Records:

----------------------------------------

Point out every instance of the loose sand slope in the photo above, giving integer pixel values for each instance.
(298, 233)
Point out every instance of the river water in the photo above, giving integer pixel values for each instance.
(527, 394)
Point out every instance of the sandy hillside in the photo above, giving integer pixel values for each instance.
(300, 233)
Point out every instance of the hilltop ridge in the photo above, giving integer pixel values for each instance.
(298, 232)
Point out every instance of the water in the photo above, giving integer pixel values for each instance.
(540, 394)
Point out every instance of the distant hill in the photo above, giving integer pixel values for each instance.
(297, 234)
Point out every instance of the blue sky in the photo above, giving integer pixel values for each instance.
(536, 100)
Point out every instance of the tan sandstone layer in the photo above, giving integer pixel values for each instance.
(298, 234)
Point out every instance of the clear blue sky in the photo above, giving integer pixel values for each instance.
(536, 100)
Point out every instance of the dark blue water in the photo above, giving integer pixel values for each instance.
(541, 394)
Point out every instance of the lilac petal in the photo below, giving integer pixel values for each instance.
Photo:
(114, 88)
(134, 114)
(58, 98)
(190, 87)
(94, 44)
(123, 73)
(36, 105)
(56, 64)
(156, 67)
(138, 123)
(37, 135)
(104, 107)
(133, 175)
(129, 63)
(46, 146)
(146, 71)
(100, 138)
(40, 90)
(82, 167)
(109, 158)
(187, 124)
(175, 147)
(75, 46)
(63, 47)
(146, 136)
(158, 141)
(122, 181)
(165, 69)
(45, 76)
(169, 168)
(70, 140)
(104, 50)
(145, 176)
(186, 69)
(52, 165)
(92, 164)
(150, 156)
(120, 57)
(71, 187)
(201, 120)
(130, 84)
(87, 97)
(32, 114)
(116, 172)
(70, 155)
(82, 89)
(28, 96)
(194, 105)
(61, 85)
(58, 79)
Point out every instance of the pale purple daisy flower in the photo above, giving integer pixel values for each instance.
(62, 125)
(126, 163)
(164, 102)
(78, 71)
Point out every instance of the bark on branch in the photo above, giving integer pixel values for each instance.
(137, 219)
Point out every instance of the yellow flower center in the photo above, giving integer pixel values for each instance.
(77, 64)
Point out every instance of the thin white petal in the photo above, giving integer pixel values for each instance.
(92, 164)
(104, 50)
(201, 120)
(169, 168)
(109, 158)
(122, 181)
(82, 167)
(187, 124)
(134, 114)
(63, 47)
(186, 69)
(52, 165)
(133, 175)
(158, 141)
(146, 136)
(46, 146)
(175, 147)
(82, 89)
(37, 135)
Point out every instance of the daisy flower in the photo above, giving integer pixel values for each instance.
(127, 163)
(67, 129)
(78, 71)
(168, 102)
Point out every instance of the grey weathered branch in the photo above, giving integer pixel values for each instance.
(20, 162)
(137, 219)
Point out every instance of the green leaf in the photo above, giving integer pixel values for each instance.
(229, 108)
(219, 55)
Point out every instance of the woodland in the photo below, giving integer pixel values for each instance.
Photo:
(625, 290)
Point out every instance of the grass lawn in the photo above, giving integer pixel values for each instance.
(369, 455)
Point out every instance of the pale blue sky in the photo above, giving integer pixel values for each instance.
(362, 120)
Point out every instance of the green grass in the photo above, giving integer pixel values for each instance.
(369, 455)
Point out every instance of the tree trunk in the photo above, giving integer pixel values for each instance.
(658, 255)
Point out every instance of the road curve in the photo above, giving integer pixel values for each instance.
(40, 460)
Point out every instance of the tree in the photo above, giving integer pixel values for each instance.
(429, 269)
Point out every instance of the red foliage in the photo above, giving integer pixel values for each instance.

----------------------------------------

_Do this_
Could you copy out all of the material above, word for word and line for line, with no changes?

_Solved problem_
Point out every instance of the loose sand slope in the photo above, giving integer pixel values for each instance.
(298, 233)
Point out every instance of the river water in the photo above, giving integer pixel values for each instance.
(527, 394)
Point out every instance of the sandy hillside in the photo above, giving integer pixel values for each instance.
(300, 233)
Point out every instance of the hilltop ridge in the photo above, giving integer pixel values for each instance.
(298, 232)
Point out every instance of the water in the photo above, giving integer pixel values for each instance.
(540, 394)
Point out every instance of the distant hill in the photo above, giving integer pixel values for each instance.
(297, 234)
Point out every instance of the blue sky in the photo above, giving integer pixel values for each instance.
(536, 100)
Point out every instance of the tan sandstone layer in the photo above, giving integer pixel values for each instance.
(298, 234)
Point out every instance of the clear blue sky in the photo above, giving integer pixel values for each instance.
(536, 100)
Point out every instance of the dark blue water in the photo above, giving integer pixel values for each instance.
(541, 394)
Point out every instance of the lilac petal in the photo below, giving integer pixel values for each instance.
Photo:
(114, 88)
(134, 114)
(58, 98)
(190, 87)
(94, 44)
(123, 73)
(36, 105)
(56, 64)
(156, 67)
(138, 123)
(37, 135)
(104, 107)
(133, 175)
(129, 63)
(46, 146)
(146, 71)
(100, 138)
(40, 90)
(82, 167)
(109, 158)
(187, 124)
(175, 147)
(75, 46)
(63, 47)
(146, 136)
(158, 141)
(122, 181)
(165, 69)
(45, 76)
(169, 168)
(70, 140)
(104, 50)
(145, 176)
(186, 69)
(52, 165)
(92, 164)
(150, 156)
(120, 57)
(71, 187)
(201, 120)
(130, 84)
(87, 97)
(32, 114)
(116, 172)
(70, 155)
(82, 89)
(28, 96)
(194, 105)
(61, 85)
(58, 79)
Point out every instance of the pale purple daisy flower in the photo above, giving integer pixel values for each instance.
(62, 125)
(126, 163)
(164, 102)
(78, 71)
Point out every instance of the bark on branch in the photo above, giving integer pixel values for each instance.
(137, 219)
Point out every instance of the yellow flower center in the photo above, giving integer pixel values for each instance.
(77, 64)
Point out every instance of the thin white petal in the photo above, giving integer pixel values for each instance.
(92, 164)
(104, 50)
(201, 120)
(169, 168)
(109, 158)
(122, 181)
(82, 167)
(187, 124)
(134, 114)
(63, 47)
(186, 69)
(52, 165)
(133, 175)
(158, 141)
(146, 136)
(46, 146)
(175, 147)
(82, 89)
(37, 135)
Point out every instance of the daisy flower in the photo above, giving integer pixel values for each instance.
(127, 163)
(67, 129)
(78, 71)
(168, 102)
Point out every instance of the grey weathered branch in the photo above, giving integer pixel values for each instance.
(20, 162)
(137, 219)
Point out every instance of the green leaf in the photo above, giving integer pixel values for each instance.
(229, 108)
(219, 55)
Point out every instance of the woodland in the photo below, giving integer pixel values for each instance.
Photo:
(625, 290)
Point out every instance of the grass lawn in the photo above, giving integer pixel values for each instance.
(369, 455)
Point out every instance of the pale blue sky in the photo above, giving integer pixel values for each instance.
(362, 120)
Point out every instance of the green grass in the photo above, giving integer pixel values for each instance.
(369, 455)
Point out every instance of the tree trunk in the photo above, giving integer pixel values for each instance.
(658, 255)
Point out every instance of the road curve in the photo above, giving integer pixel values for each instance.
(40, 460)
Point out every instance of the tree in the photo above, giving integer pixel values for each instance.
(429, 269)
Point out every instance of the red foliage in the photo above, giving integer pixel values for each instance.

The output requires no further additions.